Document text below:

Yesterday I was listening to a Glen Campbell greatest hits collection (The Capitol Years 1965-77, the one compiled by Saint Etienne’s Bob Stanley and Pete Wiggs, it’s excellent) and in the liner notes, it mentions that Campbell sang and played guitar on a Gary Usher-produced single called “My World Fell Down” by Sagittarius, that was included on Jac Holzman and Lenny Kaye’s Nuggets collection, which I have, so I checked it out. It’s odd that I had this song in my possession—I’ve played the Nuggets box set many, many times all the way through—but never took much note. How could I have missed it?
 

A be-quiffed Glen Campbell backstage at the Grammy awards with the Beach Boys
 
“My World Fell Down” is the closest thing we’ll ever get to “Good Vibrations”-era Beach Boys meets LSD-soaked psych rock. Sagittarius was basically a supergroup of session musicians under the direction of Gary Usher, a staff producer at Columbia who had also “discovered” The Firesign Theatre and produced The Byrds. Aside from Campbell, who was, of course, briefly in the Beach Boys himself, the secondary vocalist on the track is none other than Beach Boy Bruce Johnston. Also worth pointing out is that Usher had written several songs with Brian Wilson (”409” and “In My Room” among them) and included in the backing group were powerhouse session players Hal Blaine and Carol Kaye, who had both recorded with the Beach Boys. If someone played this for you and told you it was an unreleased—and especially odd—Beach Boys demo, you’d believe them, no problem.

End of Document text.
Extracted data below:

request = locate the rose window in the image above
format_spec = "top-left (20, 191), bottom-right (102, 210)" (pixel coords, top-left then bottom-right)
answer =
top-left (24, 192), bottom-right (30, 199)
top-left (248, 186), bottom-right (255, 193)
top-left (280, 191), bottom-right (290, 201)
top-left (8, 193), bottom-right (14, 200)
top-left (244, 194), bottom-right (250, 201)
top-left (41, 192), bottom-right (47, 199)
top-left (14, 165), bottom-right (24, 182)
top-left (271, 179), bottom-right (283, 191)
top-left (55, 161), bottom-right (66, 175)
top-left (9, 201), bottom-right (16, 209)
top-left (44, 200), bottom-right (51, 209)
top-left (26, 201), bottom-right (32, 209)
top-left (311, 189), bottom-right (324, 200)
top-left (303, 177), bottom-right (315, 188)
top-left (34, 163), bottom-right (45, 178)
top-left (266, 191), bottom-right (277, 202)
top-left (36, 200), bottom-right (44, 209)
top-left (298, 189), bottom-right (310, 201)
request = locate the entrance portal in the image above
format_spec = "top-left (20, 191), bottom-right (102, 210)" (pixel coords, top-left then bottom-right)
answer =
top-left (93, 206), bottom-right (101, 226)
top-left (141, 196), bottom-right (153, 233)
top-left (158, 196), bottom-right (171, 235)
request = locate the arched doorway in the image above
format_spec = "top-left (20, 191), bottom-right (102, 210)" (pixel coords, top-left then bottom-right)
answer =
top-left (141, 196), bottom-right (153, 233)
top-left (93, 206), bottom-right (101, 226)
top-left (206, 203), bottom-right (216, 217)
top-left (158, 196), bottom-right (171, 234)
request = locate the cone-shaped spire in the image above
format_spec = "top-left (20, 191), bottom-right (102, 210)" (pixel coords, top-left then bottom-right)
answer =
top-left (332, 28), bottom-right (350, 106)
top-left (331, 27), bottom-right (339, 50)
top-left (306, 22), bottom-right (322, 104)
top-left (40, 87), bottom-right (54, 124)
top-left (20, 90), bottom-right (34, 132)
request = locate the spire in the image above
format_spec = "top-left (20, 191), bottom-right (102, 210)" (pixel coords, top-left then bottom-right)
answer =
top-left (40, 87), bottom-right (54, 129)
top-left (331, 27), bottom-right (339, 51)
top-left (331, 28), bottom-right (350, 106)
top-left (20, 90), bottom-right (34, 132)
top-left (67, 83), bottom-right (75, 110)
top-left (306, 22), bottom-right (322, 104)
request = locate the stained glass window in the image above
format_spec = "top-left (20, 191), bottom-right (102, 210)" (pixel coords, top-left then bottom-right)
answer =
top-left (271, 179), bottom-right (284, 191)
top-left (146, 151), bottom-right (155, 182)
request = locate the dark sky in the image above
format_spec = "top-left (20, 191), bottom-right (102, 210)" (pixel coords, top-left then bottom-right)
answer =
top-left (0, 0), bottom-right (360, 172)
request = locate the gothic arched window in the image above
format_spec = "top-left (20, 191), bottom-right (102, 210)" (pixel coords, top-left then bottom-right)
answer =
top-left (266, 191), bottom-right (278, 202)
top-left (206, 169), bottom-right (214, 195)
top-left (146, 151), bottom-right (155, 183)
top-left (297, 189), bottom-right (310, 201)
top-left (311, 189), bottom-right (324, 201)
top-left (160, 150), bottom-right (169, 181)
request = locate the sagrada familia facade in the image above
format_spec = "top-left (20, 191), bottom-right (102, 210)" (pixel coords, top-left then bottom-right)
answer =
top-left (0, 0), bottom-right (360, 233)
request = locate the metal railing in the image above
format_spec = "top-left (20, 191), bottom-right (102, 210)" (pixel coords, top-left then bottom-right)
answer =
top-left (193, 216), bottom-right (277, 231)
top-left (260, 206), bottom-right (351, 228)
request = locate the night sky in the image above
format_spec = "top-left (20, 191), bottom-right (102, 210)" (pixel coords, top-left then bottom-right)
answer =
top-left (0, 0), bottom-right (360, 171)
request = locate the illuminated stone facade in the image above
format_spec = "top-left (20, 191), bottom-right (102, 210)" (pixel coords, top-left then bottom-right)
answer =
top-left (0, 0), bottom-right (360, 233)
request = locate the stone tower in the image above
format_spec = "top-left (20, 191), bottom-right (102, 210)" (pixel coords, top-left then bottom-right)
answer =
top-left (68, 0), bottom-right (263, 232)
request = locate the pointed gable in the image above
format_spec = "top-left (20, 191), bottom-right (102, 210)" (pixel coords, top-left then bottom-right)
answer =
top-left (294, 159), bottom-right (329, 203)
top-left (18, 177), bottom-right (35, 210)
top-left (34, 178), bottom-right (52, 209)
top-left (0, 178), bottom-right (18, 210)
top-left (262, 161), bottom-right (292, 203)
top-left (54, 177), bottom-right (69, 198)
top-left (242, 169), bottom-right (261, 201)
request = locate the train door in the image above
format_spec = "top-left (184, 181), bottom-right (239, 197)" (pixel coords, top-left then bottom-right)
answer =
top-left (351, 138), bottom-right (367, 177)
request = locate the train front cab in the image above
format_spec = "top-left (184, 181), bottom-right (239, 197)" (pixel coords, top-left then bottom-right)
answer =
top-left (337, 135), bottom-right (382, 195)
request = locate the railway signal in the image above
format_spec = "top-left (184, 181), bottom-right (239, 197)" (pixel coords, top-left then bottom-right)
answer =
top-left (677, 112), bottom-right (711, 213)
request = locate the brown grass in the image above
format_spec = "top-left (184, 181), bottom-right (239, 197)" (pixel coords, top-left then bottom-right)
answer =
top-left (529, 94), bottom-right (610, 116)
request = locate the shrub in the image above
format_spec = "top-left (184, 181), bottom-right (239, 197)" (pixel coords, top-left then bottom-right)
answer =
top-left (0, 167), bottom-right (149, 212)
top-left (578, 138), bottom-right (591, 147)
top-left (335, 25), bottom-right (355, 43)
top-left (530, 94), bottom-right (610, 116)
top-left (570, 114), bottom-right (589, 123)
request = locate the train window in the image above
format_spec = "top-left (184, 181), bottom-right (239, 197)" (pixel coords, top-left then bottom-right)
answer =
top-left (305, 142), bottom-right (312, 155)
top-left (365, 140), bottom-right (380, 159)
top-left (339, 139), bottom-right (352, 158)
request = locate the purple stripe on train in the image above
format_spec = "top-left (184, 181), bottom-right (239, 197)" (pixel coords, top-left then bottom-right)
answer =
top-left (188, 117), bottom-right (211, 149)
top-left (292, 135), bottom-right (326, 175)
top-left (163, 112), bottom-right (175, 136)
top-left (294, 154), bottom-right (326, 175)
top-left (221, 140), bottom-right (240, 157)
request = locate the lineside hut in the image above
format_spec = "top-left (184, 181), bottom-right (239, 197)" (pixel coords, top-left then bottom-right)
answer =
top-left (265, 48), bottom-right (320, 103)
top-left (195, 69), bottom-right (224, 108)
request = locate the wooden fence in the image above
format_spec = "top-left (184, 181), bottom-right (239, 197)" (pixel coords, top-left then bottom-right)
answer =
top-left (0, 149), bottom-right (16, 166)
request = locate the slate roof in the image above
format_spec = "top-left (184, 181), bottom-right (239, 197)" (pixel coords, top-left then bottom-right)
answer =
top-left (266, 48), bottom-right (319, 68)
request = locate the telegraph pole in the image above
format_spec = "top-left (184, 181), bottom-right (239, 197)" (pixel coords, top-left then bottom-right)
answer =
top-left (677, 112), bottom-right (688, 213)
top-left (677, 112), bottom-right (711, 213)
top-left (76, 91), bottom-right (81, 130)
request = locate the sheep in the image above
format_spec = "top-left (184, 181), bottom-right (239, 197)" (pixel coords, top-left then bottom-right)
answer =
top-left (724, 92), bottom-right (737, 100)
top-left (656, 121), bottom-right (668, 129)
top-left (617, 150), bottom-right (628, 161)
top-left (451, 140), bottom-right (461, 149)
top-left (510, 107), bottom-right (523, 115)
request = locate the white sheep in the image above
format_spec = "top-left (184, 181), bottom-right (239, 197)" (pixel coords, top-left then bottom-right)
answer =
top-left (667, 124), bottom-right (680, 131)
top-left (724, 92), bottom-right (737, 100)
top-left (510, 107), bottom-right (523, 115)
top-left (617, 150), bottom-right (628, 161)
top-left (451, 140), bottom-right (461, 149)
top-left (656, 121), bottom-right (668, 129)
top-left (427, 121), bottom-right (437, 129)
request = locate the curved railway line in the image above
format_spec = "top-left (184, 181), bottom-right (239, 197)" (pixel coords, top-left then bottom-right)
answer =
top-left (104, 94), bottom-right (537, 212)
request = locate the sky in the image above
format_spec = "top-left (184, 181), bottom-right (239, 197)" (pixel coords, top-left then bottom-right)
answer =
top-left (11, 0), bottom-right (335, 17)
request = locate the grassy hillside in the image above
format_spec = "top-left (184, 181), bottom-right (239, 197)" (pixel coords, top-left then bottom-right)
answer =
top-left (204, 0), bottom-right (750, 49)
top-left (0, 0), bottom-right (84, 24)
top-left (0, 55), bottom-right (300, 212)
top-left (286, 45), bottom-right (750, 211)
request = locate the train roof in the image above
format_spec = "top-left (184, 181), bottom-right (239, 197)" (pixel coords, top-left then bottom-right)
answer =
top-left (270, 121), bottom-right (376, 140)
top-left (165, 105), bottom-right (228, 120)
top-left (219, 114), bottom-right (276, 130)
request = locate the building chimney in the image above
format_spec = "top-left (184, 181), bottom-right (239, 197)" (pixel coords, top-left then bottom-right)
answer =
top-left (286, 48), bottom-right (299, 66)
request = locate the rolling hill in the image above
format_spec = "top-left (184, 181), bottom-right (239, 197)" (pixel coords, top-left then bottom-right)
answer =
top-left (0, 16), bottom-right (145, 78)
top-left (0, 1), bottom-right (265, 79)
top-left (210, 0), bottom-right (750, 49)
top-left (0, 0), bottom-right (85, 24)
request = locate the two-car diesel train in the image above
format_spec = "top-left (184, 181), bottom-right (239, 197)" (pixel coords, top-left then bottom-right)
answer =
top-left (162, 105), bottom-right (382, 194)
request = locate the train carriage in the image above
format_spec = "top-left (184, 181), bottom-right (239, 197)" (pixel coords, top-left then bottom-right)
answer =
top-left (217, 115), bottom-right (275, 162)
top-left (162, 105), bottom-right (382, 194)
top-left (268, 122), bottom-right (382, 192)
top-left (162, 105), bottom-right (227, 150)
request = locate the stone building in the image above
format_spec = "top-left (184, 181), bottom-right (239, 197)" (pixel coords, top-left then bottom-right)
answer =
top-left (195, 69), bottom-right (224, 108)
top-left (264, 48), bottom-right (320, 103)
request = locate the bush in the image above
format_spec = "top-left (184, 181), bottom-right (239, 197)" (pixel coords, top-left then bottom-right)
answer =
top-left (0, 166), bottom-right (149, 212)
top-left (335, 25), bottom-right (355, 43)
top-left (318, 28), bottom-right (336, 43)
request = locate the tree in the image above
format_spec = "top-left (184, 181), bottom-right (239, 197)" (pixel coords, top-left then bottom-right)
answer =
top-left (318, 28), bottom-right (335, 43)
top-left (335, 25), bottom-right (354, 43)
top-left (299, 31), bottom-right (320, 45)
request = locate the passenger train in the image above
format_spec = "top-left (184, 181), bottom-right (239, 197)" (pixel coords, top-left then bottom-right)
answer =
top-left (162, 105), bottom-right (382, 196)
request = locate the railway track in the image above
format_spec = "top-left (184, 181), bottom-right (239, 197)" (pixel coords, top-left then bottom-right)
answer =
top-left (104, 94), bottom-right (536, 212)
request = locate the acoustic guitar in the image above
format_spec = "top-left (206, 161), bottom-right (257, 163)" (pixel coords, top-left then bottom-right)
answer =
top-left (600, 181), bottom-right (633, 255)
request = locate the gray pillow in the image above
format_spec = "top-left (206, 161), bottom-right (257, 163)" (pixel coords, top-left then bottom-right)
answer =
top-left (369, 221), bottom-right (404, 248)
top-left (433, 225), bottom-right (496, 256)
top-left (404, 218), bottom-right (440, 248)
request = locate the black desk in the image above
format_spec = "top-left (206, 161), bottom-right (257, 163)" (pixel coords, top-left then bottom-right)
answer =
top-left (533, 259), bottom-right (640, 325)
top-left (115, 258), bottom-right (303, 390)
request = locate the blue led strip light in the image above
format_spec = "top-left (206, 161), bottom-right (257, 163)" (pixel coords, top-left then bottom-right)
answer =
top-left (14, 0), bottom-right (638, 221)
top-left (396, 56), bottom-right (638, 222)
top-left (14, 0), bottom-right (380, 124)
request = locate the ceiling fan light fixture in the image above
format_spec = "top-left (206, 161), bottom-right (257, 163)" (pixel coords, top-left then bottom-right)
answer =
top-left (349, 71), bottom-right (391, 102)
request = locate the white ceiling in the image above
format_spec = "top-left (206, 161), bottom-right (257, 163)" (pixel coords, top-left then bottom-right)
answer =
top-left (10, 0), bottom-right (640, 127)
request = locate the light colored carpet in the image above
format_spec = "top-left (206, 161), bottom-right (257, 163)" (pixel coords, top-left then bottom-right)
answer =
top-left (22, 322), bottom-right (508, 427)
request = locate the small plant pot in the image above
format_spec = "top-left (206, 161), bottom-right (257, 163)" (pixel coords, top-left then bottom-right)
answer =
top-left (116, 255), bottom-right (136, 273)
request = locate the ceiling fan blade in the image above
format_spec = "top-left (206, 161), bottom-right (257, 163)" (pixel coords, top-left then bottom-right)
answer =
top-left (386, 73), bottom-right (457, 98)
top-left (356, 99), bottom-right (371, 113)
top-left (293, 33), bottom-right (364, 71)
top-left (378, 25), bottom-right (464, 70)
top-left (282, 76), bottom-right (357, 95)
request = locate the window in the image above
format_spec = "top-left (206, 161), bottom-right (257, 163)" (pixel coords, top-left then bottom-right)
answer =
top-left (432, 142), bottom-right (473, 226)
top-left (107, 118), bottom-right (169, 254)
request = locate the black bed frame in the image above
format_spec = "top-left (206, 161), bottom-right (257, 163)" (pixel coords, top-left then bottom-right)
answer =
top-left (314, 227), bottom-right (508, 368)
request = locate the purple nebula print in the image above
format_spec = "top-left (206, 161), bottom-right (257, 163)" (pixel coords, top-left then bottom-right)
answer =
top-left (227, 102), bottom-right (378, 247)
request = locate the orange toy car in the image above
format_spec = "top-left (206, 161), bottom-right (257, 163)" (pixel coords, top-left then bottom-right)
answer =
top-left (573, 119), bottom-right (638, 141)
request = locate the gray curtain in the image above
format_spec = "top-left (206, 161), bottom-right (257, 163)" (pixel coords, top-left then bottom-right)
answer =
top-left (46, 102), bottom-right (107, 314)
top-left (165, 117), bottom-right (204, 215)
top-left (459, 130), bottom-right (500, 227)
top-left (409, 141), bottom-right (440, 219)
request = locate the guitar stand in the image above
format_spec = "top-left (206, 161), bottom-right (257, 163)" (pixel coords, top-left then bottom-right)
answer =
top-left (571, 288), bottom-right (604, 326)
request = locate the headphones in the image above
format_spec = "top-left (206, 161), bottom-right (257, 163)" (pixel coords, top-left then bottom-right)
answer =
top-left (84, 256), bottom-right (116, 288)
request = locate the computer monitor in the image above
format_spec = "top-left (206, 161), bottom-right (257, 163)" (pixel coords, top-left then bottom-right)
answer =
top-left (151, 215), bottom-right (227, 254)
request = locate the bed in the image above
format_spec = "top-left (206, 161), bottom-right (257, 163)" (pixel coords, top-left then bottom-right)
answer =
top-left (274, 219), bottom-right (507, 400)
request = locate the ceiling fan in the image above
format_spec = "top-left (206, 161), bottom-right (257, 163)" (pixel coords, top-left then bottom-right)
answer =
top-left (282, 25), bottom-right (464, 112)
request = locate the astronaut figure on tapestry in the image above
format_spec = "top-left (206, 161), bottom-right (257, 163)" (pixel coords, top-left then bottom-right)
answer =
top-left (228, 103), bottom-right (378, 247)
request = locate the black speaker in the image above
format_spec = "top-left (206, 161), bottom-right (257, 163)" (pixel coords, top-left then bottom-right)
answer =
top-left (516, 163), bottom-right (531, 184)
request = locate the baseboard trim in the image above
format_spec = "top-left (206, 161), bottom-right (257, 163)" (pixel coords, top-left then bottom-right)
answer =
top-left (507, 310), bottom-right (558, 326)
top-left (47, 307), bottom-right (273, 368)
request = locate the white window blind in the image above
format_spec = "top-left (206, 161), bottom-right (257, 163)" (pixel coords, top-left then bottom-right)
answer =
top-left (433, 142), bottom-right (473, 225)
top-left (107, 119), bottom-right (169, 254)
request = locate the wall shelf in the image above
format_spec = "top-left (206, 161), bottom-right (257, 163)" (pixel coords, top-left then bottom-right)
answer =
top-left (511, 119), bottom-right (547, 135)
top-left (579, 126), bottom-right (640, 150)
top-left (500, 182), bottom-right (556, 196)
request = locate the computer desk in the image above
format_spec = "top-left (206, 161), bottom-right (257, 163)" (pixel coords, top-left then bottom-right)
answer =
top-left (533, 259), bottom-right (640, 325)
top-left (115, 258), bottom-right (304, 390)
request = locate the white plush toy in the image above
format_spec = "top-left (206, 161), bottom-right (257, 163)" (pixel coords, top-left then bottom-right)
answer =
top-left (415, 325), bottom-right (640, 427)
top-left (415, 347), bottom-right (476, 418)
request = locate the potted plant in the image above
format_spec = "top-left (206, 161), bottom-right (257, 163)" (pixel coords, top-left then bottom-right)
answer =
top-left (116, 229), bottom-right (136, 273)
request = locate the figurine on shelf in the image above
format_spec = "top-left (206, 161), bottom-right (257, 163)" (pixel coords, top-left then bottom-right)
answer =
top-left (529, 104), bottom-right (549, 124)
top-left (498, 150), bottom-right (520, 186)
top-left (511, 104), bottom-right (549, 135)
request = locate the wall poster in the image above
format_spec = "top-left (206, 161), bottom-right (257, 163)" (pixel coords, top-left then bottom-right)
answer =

End of Extracted data.

Tasks to perform:
a: List each song title that appears in quotation marks in the text about Glen Campbell and the Sagittarius single.
b: Write the next few sentences of the text about the Sagittarius single "My World Fell Down".

Answers for the tasks:
a: "My World Fell Down", "Good Vibrations", "409", "In My Room"

b:
Gary Usher
 
Dig the musique concrète bridge section of carnival (bullfight?) noises and a slamming door. This part sounds like something straight off of Their Satanic Majesties Request, the Rolling Stones album that came out the same year, 1967, but is not included in the album version.
 

 
When “My World Fell Down” got to #70 on the Billboard chart, the label wanted Sagittarius to tour, at which point he revealed that Sagittarius didn’t actually exist as a real group and that it was his song, too. Usher moved forward with Sagittarius and recorded a full album leaning heavily on the talents of a young Curt Boettcher. Prior to the release of that record, Present Tense, in 1968, Usher and co. released a second Sagittarius single titled “Hotel Indiscreet” that had another musique concrète bridge section that utilized Peter Bergman of the Firesign Theatre ranting about… something:

“What for and how long my children? How long will we be made to suffer the utter degradation of everything we hold sacred? My fellow flowers, the time is upon us to open the door and purify the foul and pestilent air within, standing naked before the eternal judge and proclaiming we are all hip! Two three four… Hip! Two three four… zwei drei vier… Sieg Heil! SIEG HEIL!”

That bit was only on the mono version of the song, on the single. Clive Davis didn’t like the weirdo breaks in “My World Fell Down” and “Hotel Indiscreet” so he had Usher cut them out for Present Tense.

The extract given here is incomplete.